| Data for the task |
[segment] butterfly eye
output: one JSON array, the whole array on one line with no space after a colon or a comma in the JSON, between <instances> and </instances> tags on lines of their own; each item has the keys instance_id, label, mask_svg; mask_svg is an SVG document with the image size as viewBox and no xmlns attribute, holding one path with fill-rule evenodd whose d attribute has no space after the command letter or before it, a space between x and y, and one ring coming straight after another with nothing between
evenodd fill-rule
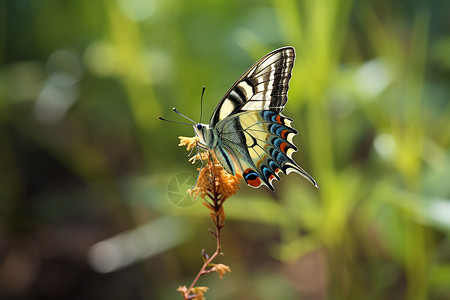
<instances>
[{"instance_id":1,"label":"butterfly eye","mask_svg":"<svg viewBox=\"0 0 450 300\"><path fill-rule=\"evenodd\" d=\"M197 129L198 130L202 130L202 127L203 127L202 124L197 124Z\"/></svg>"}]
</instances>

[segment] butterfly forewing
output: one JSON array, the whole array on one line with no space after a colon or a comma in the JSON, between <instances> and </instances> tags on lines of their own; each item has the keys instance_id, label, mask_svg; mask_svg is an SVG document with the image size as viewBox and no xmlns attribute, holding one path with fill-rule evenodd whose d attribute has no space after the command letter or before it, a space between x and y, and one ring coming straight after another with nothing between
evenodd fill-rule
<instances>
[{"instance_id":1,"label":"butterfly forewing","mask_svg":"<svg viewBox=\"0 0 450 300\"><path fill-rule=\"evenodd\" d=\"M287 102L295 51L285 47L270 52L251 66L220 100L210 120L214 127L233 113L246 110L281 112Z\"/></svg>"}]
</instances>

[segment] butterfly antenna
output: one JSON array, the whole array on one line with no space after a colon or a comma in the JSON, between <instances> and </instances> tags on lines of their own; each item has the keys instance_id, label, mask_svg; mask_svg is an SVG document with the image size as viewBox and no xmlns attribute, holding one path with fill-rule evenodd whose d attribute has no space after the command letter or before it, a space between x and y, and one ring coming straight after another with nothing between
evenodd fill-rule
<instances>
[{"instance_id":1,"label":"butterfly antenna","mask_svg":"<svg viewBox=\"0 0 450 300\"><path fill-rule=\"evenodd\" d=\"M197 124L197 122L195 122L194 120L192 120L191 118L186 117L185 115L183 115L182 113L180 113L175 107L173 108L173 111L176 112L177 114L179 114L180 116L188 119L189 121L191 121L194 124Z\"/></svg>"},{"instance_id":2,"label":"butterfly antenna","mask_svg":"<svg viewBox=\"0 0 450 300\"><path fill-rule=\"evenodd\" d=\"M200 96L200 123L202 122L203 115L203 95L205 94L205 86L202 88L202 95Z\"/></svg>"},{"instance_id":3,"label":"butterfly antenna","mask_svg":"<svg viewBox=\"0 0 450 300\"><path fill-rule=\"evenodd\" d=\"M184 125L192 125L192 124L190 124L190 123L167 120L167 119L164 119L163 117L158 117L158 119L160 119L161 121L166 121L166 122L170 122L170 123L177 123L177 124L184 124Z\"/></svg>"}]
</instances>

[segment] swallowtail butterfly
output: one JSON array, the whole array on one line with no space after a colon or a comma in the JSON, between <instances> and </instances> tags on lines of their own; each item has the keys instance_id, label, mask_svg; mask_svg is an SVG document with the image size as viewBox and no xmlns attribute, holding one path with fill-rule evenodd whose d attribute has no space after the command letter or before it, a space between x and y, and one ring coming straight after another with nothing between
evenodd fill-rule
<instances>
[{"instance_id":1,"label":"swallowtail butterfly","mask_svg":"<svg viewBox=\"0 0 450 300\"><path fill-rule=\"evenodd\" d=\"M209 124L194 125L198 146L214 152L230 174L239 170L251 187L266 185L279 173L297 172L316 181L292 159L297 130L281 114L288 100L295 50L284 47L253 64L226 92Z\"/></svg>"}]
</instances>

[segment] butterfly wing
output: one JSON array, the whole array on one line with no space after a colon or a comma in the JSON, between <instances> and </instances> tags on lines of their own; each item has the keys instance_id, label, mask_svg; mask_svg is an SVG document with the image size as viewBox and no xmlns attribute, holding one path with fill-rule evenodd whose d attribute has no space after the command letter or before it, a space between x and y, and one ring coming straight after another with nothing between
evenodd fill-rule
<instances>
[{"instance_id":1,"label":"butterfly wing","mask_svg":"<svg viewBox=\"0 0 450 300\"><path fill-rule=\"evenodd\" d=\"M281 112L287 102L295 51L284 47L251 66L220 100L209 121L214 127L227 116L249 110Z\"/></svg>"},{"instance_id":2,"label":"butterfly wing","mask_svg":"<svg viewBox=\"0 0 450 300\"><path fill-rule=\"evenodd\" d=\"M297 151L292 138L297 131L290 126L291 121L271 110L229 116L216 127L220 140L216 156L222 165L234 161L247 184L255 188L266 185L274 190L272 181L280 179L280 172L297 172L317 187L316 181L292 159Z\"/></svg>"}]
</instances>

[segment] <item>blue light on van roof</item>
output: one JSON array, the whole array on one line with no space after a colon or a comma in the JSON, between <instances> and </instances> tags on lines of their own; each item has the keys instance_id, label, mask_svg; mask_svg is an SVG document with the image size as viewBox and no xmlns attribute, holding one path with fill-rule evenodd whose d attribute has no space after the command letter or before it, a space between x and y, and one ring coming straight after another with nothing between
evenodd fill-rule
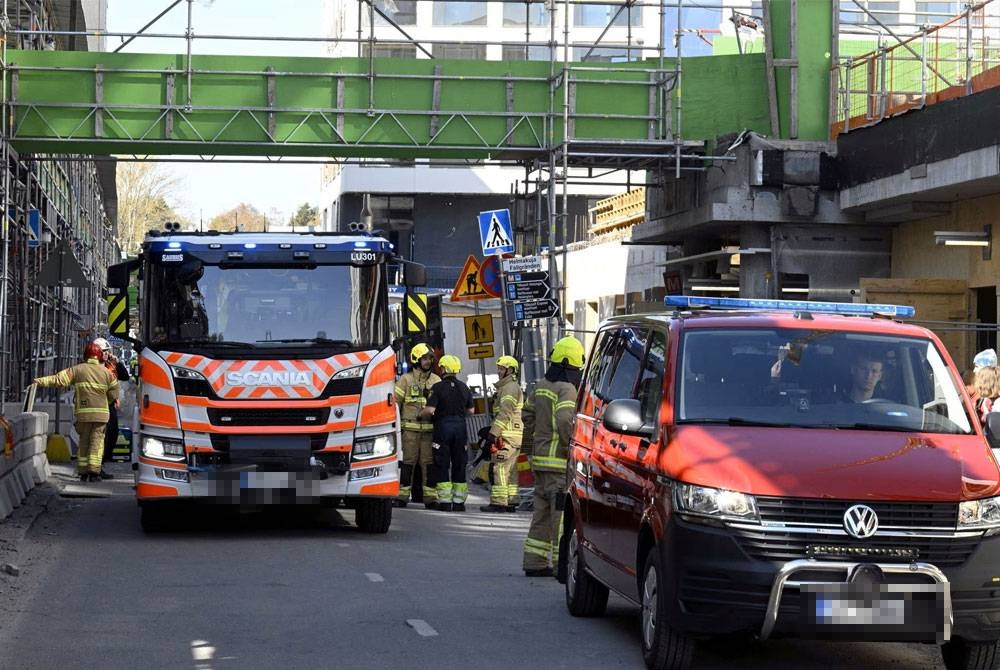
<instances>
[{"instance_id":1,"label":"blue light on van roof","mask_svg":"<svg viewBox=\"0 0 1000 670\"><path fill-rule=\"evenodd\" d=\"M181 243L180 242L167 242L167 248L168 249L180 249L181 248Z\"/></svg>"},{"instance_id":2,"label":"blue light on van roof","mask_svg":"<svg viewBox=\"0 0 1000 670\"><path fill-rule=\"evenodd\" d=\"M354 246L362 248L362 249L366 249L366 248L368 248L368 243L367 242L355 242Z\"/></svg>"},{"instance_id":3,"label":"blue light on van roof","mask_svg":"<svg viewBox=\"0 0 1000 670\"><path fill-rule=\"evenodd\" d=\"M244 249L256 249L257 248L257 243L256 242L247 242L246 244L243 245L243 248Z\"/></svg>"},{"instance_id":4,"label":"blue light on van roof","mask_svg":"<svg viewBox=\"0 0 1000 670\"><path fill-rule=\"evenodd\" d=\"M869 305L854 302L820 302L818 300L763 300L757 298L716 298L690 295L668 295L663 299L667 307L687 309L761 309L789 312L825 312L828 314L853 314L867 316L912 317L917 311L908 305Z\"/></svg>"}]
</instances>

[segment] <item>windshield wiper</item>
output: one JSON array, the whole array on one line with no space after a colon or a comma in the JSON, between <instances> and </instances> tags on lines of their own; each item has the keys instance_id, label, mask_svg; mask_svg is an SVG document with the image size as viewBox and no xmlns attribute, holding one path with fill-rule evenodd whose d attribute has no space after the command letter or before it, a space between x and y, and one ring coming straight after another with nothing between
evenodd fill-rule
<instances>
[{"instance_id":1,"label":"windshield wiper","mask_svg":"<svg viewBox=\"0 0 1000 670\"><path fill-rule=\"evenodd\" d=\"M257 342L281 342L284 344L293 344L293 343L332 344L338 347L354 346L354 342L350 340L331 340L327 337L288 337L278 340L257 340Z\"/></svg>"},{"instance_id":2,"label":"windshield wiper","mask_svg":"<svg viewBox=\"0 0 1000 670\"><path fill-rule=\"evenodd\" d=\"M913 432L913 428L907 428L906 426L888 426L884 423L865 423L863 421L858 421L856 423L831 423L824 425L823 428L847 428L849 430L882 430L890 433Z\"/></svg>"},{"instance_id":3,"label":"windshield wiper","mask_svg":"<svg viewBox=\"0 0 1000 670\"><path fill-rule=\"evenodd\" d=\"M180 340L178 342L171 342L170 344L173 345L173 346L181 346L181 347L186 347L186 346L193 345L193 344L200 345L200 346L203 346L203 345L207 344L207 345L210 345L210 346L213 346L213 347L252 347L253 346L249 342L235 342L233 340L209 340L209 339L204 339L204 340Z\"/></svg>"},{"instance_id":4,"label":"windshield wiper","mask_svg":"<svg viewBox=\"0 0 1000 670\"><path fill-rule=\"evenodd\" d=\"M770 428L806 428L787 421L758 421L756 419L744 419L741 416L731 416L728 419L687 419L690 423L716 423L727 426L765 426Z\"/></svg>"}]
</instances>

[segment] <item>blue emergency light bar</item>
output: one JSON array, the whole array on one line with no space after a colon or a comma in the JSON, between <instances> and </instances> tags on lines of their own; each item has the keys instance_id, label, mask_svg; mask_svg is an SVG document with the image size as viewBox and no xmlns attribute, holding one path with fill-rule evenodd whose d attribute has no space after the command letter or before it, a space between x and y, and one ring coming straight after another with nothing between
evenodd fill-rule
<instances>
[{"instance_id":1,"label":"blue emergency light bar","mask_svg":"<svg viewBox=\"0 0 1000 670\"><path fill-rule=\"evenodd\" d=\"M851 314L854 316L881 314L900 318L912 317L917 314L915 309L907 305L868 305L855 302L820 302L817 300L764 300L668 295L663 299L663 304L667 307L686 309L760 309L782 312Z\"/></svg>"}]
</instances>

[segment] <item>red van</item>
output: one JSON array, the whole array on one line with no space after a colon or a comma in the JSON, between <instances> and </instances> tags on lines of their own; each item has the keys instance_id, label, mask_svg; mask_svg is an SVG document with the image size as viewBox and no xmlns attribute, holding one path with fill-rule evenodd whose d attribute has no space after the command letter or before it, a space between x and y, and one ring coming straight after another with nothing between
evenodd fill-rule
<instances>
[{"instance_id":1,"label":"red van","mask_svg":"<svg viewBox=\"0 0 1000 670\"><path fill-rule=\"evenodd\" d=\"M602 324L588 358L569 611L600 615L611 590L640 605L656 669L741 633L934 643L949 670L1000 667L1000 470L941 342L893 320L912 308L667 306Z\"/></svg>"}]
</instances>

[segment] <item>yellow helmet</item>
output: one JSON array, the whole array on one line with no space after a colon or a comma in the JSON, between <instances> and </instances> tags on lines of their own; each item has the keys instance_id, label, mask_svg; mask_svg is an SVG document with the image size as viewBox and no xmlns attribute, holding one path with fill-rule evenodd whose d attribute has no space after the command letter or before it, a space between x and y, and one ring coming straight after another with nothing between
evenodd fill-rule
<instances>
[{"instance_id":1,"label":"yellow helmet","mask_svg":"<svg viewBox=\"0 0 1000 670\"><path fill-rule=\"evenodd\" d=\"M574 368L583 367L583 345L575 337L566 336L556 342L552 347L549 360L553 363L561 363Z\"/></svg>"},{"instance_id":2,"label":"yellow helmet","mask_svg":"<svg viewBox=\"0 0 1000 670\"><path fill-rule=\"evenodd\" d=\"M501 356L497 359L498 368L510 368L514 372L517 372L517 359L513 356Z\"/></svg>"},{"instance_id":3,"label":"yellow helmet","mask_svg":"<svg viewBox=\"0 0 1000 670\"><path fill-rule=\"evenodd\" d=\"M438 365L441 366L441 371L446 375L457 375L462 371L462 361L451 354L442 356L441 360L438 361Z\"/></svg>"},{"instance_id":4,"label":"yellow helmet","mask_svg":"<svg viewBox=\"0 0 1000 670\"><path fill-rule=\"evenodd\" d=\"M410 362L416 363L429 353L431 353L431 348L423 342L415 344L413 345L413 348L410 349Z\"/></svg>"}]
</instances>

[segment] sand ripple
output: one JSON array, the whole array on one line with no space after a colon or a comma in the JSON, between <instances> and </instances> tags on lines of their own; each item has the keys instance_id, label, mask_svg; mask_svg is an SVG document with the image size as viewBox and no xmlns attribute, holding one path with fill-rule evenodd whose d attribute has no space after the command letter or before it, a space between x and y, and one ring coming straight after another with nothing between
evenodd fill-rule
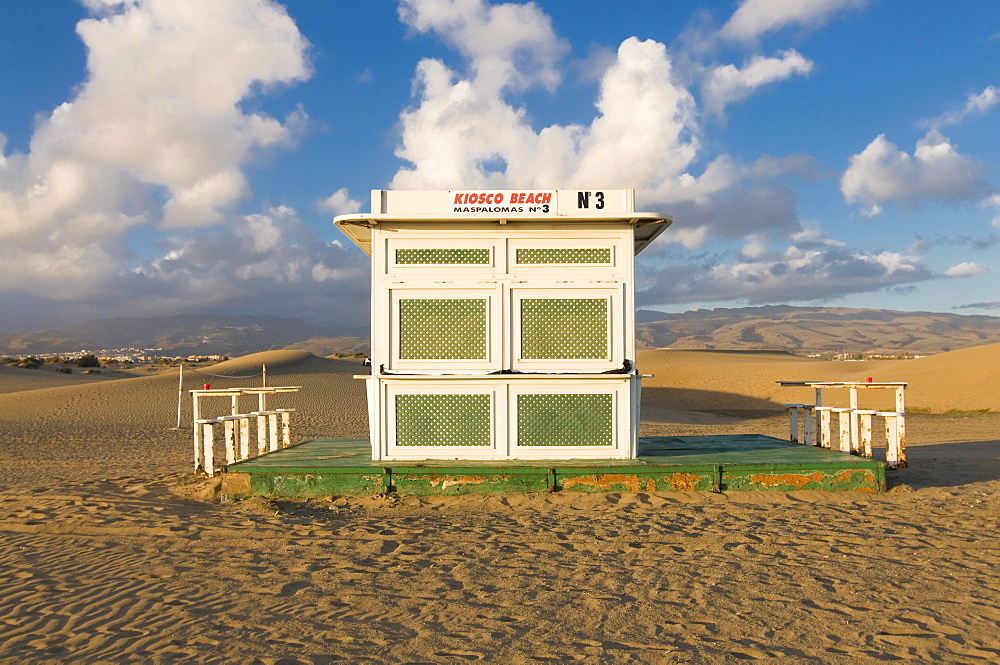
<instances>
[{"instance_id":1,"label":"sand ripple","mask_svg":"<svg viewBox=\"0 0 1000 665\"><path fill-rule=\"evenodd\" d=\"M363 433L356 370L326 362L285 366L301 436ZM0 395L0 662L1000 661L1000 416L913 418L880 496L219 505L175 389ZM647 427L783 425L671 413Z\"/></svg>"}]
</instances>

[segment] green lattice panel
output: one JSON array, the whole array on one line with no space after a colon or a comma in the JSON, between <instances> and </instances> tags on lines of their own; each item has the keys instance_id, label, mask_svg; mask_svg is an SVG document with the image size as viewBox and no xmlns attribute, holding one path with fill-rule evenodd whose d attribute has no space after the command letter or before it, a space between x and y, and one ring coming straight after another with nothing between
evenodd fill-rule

| To do |
Print only what lies in the material above starting at the line with "[segment] <item>red van</item>" and ending at the line with "[segment] <item>yellow helmet</item>", every line exactly as given.

| Written response |
[segment] <item>red van</item>
output: one JSON array, the whole array on one line with no space after a colon or a comma in the JSON, between <instances> and </instances> tags on lines of their own; each item has the keys instance_id, label, mask_svg; mask_svg is an SVG document with the image size as viewBox and no xmlns attribute, holding one path with fill-rule evenodd whose d attribute has no space after the command letter or before it, a space between x and y, and one ring coming straight after another with nothing between
evenodd fill-rule
<instances>
[{"instance_id":1,"label":"red van","mask_svg":"<svg viewBox=\"0 0 1000 670\"><path fill-rule=\"evenodd\" d=\"M602 324L588 358L569 611L600 615L611 590L640 605L656 669L741 633L934 643L949 670L1000 667L1000 470L941 342L893 320L912 308L667 306Z\"/></svg>"}]
</instances>

[segment] <item>yellow helmet</item>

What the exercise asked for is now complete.